• **Stored data**
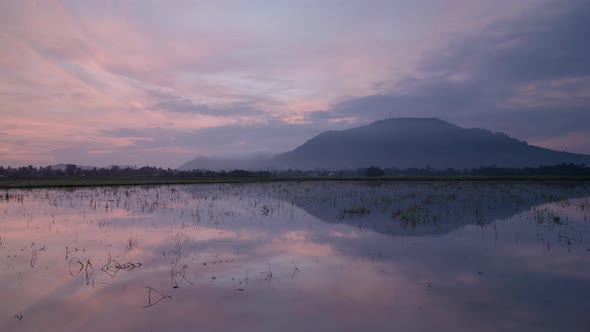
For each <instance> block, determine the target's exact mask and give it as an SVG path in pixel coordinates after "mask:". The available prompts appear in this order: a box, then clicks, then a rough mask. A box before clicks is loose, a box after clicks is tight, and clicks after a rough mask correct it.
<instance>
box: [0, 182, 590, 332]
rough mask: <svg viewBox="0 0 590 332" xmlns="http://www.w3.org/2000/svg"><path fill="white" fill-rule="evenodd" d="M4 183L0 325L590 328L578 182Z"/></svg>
mask: <svg viewBox="0 0 590 332" xmlns="http://www.w3.org/2000/svg"><path fill="white" fill-rule="evenodd" d="M0 196H1V200H0V299H1V301H0V331H197V330H199V331H236V330H239V331H363V330H364V331H558V330H559V331H590V184H588V183H579V184H573V183H568V184H563V183H561V184H560V183H509V182H486V183H472V182H453V183H451V182H449V183H447V182H431V183H423V182H407V183H406V182H404V183H391V182H390V183H362V182H305V183H296V182H293V183H288V182H283V183H264V184H204V185H177V186H152V187H101V188H79V189H38V190H7V191H2V192H0Z"/></svg>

• **EXERCISE BRIEF**
Only the number is wanted: how many lines in the data include the word "instance"?

• **TASK SOLUTION**
2